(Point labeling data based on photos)
## START

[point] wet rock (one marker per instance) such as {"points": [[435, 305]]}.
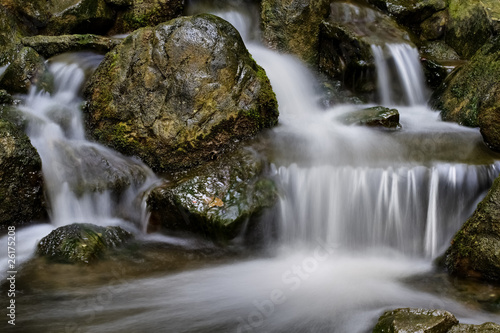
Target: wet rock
{"points": [[49, 46], [27, 69], [377, 116], [293, 26], [484, 328], [471, 93], [409, 11], [79, 17], [346, 40], [409, 320], [81, 243], [21, 181], [215, 200], [471, 24], [475, 248], [137, 14], [175, 94]]}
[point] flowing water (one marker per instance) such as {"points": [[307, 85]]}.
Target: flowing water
{"points": [[360, 210]]}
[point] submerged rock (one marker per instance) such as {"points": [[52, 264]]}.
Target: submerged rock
{"points": [[49, 46], [471, 93], [21, 180], [377, 116], [427, 321], [415, 321], [293, 26], [346, 40], [27, 69], [175, 94], [215, 200], [475, 249], [81, 242]]}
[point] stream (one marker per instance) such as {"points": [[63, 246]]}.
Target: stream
{"points": [[360, 212]]}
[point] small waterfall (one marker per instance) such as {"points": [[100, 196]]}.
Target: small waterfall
{"points": [[399, 73], [85, 181]]}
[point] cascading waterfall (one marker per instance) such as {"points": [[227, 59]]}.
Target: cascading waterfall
{"points": [[405, 73]]}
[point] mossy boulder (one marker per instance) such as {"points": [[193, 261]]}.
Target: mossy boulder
{"points": [[472, 92], [81, 243], [27, 69], [177, 93], [408, 320], [21, 180], [475, 249], [49, 46], [215, 200], [293, 26], [346, 40], [136, 14], [471, 24], [377, 116], [409, 11], [79, 17]]}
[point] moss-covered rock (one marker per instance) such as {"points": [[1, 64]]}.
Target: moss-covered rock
{"points": [[377, 116], [81, 243], [409, 11], [49, 46], [215, 200], [346, 40], [293, 26], [475, 249], [79, 17], [471, 24], [472, 92], [142, 13], [21, 181], [409, 320], [27, 69], [175, 94]]}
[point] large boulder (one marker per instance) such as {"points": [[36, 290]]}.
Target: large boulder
{"points": [[135, 14], [472, 93], [471, 24], [346, 40], [293, 26], [21, 181], [475, 249], [49, 46], [409, 320], [81, 243], [179, 93], [215, 200], [27, 69]]}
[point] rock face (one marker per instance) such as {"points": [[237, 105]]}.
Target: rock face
{"points": [[471, 95], [177, 94], [475, 249], [81, 242], [346, 40], [21, 181], [293, 26], [377, 116], [134, 14], [427, 321], [49, 46], [27, 69], [471, 24], [216, 199]]}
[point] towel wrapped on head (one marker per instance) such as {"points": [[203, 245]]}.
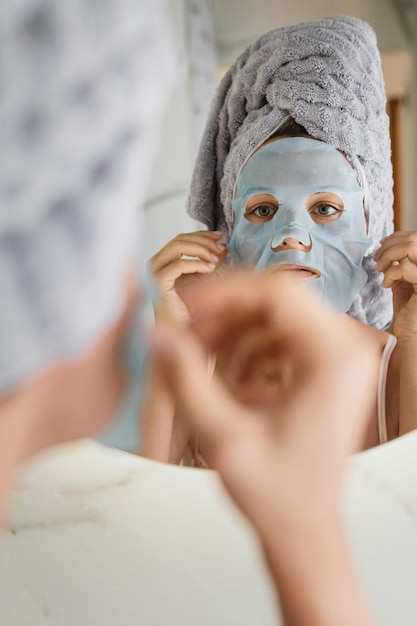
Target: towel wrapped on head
{"points": [[326, 75]]}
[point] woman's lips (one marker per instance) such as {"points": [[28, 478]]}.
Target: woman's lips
{"points": [[301, 271]]}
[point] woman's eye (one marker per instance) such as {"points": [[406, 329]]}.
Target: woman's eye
{"points": [[260, 210], [324, 210], [263, 211]]}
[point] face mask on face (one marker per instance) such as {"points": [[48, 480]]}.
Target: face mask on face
{"points": [[298, 205]]}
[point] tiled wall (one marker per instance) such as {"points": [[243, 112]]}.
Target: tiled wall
{"points": [[165, 213]]}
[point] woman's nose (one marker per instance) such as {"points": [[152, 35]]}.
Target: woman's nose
{"points": [[292, 243]]}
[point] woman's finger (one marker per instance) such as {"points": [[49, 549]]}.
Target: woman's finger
{"points": [[396, 254], [205, 404], [167, 276], [405, 270], [201, 245]]}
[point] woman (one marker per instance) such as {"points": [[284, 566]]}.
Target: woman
{"points": [[326, 76]]}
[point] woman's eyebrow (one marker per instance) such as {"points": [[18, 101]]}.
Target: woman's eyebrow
{"points": [[330, 189]]}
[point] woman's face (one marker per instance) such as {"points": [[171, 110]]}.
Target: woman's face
{"points": [[298, 207]]}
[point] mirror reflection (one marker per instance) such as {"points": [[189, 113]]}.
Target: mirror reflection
{"points": [[283, 299]]}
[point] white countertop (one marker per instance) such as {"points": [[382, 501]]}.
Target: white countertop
{"points": [[98, 537]]}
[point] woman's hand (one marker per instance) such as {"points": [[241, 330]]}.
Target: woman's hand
{"points": [[280, 460], [185, 259], [397, 258]]}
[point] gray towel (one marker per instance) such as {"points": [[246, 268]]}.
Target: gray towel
{"points": [[327, 75], [79, 117]]}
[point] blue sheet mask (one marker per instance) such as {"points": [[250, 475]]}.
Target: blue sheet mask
{"points": [[124, 432], [290, 171]]}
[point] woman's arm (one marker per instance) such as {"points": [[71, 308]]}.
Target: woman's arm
{"points": [[180, 263], [282, 463], [397, 258]]}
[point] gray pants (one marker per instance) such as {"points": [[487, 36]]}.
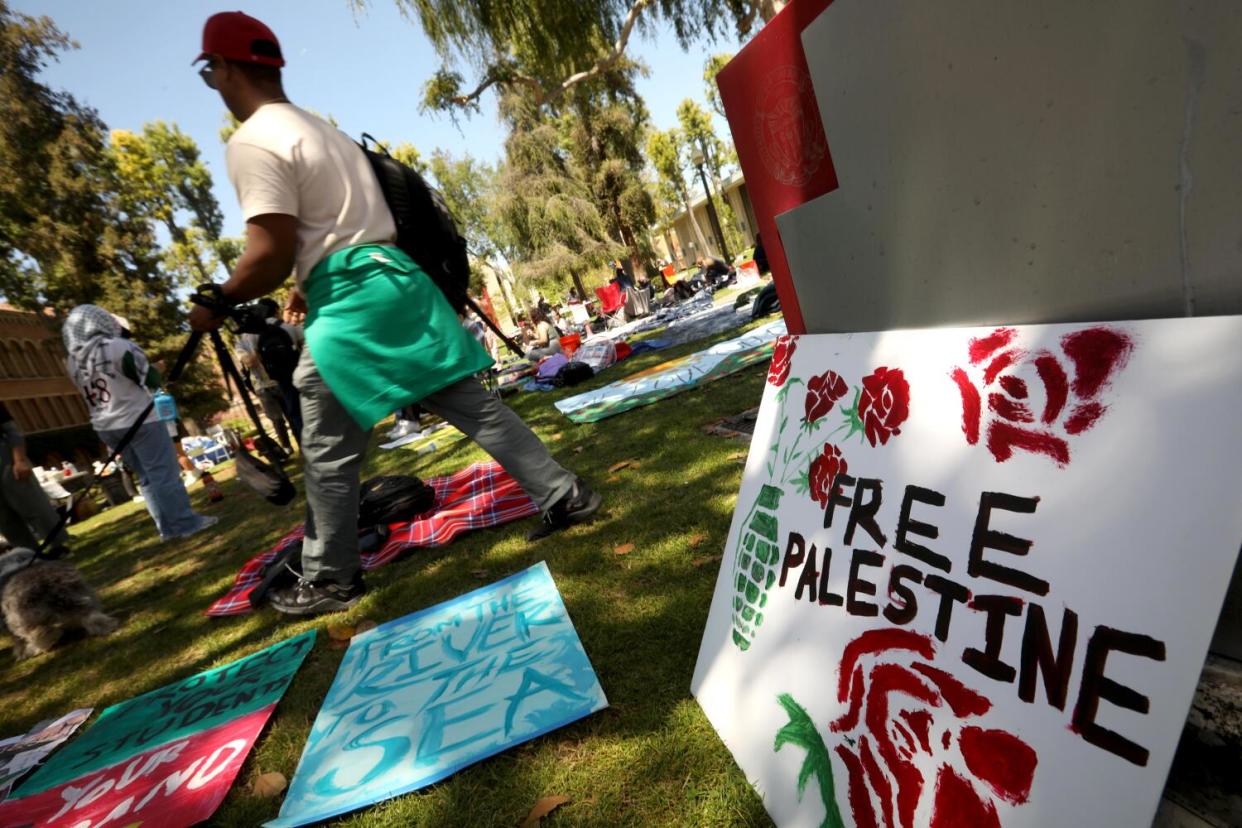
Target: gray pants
{"points": [[334, 446], [26, 515]]}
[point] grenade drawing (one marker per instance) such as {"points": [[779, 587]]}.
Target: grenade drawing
{"points": [[754, 566]]}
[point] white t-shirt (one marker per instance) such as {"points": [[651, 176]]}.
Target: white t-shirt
{"points": [[286, 160], [112, 397]]}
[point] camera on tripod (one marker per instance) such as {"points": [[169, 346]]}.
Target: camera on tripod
{"points": [[251, 318]]}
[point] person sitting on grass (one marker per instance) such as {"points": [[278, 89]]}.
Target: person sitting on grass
{"points": [[26, 515], [545, 339], [117, 381]]}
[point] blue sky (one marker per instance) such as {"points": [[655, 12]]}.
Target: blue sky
{"points": [[367, 70]]}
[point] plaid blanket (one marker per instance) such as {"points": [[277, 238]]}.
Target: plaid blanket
{"points": [[477, 497]]}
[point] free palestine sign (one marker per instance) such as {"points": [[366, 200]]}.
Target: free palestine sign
{"points": [[973, 572]]}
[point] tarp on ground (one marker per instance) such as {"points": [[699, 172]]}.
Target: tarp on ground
{"points": [[422, 697], [675, 376], [167, 757]]}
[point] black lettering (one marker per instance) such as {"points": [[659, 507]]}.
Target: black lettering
{"points": [[1096, 685], [837, 498], [1037, 657], [906, 526], [793, 559], [827, 598], [807, 580], [988, 538], [988, 661], [863, 513], [856, 586], [949, 592], [902, 613]]}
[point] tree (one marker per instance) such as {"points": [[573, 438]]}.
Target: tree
{"points": [[604, 130], [547, 47], [666, 152], [165, 181], [66, 237], [547, 217], [699, 134], [712, 68]]}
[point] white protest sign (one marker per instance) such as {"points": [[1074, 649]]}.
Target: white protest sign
{"points": [[973, 572]]}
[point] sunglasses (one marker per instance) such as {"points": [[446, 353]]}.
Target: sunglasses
{"points": [[209, 75]]}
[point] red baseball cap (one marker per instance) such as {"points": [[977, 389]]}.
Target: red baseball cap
{"points": [[236, 36]]}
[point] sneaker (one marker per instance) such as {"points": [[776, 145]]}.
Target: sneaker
{"points": [[316, 597], [575, 507]]}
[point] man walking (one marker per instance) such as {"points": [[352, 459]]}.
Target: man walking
{"points": [[379, 334]]}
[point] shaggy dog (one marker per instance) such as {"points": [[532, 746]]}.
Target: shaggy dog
{"points": [[42, 600]]}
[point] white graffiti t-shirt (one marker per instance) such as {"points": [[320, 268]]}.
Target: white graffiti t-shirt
{"points": [[113, 399]]}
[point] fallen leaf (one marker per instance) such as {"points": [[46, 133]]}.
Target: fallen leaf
{"points": [[340, 632], [270, 785], [542, 810]]}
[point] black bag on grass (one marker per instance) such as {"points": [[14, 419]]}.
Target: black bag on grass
{"points": [[391, 499], [573, 374], [265, 478]]}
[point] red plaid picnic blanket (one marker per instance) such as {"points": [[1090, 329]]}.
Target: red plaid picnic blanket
{"points": [[480, 495]]}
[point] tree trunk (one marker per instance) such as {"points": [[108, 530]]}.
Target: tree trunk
{"points": [[578, 286], [698, 231]]}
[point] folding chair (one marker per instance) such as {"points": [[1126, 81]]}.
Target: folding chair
{"points": [[611, 303]]}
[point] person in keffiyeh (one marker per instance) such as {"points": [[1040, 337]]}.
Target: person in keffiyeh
{"points": [[116, 380]]}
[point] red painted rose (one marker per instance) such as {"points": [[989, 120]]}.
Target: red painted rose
{"points": [[913, 742], [783, 356], [825, 469], [821, 394], [1035, 402], [883, 405]]}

## END

**What is being asked:**
Put the entries from the line with "[point] man walking" through the end of the entries into a two-column CSV with columns named entry_text and points, one row per entry. Each row should hold the entry's text and its answer, each in a single quoted field with line breaks replaced by spaces.

**Solved problem:**
entry_text,points
"[point] man walking (one marker per instance) such as {""points"": [[352, 459]]}. Target: man walking","{""points"": [[379, 334]]}"
"[point] shaggy dog (one marker per instance) such as {""points"": [[532, 746]]}. Target: shaggy dog","{""points"": [[42, 600]]}"
"[point] white graffiti t-shirt (one marker per instance) such as {""points"": [[320, 268]]}. Target: white graffiti t-shirt","{""points"": [[113, 399]]}"
"[point] fallen leaf (one marker per instance) such as {""points"": [[46, 133]]}. Target: fallen leaf","{""points"": [[340, 632], [270, 785], [542, 810]]}"
"[point] black bag on grass (one marker per instance) such as {""points"": [[14, 419]]}. Target: black bag on grass","{""points"": [[391, 499], [573, 374], [265, 478]]}"
"[point] red plaid picnic blanket (one marker per instance) such as {""points"": [[1090, 329]]}. Target: red plaid picnic blanket","{""points"": [[480, 495]]}"
"[point] tree trunk (one marker per instance) such as {""points"": [[108, 530]]}. Target: tree trunk","{""points"": [[578, 286], [698, 231]]}"
"[point] folding chair (one marker per instance) such as {""points"": [[1126, 81]]}. Target: folding chair","{""points"": [[611, 303]]}"
"[point] person in keffiyeh (one marker per instance) such as {""points"": [[1040, 337]]}. Target: person in keffiyeh","{""points"": [[116, 380]]}"
"[point] red painted rose (one marker per instance) such as {""points"": [[989, 120]]}. Target: red painted rose","{""points"": [[913, 742], [783, 356], [825, 469], [821, 394], [1035, 402], [883, 405]]}"